### Assignment
Every record below should be copied exactly, with the pictures left out.

### Saved entries

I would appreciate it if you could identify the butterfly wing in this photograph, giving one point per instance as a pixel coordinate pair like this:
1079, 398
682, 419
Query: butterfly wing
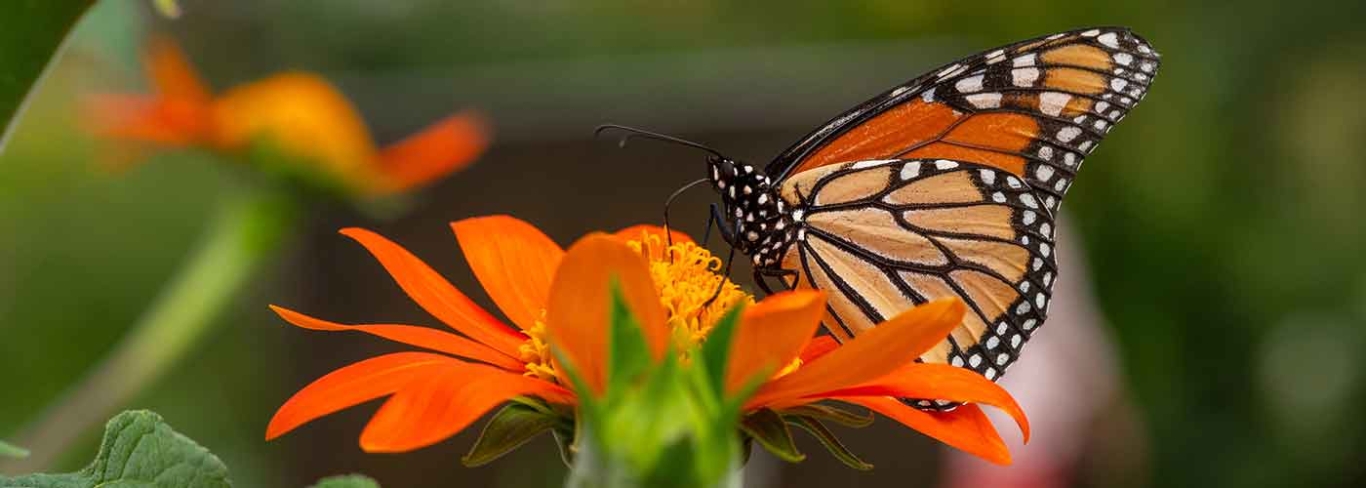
881, 237
1033, 108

### Written solution
I would appreciate it if you could identify the butterfly wing in this photograph, giving one point per instance as a pixel coordinate pair like this:
1079, 398
682, 419
Query: butterfly wing
881, 237
1033, 108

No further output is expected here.